Your goal: Return the following from the records below: each line, word for word, starting with the line that contains "Return one point per instance of the white countertop, each" and going on through the line that contains "Return one point per instance of the doorway", with nothing outside that range.

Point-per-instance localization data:
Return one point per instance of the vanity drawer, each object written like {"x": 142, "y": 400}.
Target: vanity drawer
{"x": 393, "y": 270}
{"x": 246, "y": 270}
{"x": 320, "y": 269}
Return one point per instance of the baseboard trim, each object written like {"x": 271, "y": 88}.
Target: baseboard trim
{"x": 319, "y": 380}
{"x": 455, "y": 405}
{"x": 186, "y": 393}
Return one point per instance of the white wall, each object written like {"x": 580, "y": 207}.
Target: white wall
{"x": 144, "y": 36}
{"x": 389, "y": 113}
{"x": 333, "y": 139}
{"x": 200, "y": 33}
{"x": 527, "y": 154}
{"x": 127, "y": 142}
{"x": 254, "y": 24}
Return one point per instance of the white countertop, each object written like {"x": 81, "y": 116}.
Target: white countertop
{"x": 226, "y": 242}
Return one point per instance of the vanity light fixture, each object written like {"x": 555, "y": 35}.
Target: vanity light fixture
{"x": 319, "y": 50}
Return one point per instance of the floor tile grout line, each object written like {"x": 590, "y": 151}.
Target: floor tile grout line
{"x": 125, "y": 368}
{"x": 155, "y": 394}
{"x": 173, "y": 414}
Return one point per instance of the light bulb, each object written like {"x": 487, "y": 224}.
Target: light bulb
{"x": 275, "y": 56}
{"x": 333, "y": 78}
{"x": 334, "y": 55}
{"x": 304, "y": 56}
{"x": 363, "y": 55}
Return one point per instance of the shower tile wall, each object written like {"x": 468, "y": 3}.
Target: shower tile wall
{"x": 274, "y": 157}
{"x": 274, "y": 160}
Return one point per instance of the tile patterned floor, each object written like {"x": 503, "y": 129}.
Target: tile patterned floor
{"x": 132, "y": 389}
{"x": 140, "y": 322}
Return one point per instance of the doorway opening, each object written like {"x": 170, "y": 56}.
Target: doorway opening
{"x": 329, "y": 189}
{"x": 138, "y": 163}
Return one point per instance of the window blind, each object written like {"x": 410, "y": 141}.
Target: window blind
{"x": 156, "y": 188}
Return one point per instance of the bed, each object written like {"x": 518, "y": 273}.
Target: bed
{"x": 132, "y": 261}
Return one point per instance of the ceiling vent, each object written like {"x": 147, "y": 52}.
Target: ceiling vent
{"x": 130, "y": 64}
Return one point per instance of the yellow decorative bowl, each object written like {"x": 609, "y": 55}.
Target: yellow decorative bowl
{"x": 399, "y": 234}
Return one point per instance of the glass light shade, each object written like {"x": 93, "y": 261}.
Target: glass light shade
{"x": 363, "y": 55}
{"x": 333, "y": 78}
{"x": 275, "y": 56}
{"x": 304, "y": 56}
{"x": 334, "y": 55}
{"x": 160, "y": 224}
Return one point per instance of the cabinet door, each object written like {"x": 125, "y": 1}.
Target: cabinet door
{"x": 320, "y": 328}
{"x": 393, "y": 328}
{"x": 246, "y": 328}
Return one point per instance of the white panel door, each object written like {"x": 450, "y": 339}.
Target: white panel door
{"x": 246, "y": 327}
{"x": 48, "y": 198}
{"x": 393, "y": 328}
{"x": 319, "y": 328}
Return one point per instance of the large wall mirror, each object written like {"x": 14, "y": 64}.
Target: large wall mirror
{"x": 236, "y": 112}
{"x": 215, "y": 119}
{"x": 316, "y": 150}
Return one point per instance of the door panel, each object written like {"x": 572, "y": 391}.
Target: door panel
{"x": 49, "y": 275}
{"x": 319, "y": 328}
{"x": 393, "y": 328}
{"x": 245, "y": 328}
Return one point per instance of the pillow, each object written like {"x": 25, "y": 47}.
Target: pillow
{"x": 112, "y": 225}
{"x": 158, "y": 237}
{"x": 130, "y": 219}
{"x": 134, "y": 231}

Reply to the task:
Return one point per instance of the white countertop, each object written like {"x": 81, "y": 116}.
Target: white countertop
{"x": 226, "y": 242}
Return one point per instance of the vanity light fixture, each object written like {"x": 555, "y": 35}.
Target: vanity light fixture
{"x": 319, "y": 50}
Return one point per instance of the floor tile grout line, each object written like {"x": 590, "y": 151}.
Target: floor tile grout line
{"x": 125, "y": 368}
{"x": 155, "y": 394}
{"x": 173, "y": 414}
Return one point per instance of the light bulb, each object written like {"x": 487, "y": 224}.
Target: light bulb
{"x": 275, "y": 56}
{"x": 333, "y": 78}
{"x": 334, "y": 55}
{"x": 304, "y": 56}
{"x": 363, "y": 55}
Return one point per instance of the shower tile wall, each object written like {"x": 468, "y": 3}.
Target: shower tile wall
{"x": 274, "y": 157}
{"x": 274, "y": 160}
Return one point per instance of the tile patterned floor, each object written like {"x": 503, "y": 129}.
Target: tile patterned floor
{"x": 132, "y": 389}
{"x": 140, "y": 322}
Return one point per instance of the doorway opening, each object written like {"x": 170, "y": 56}.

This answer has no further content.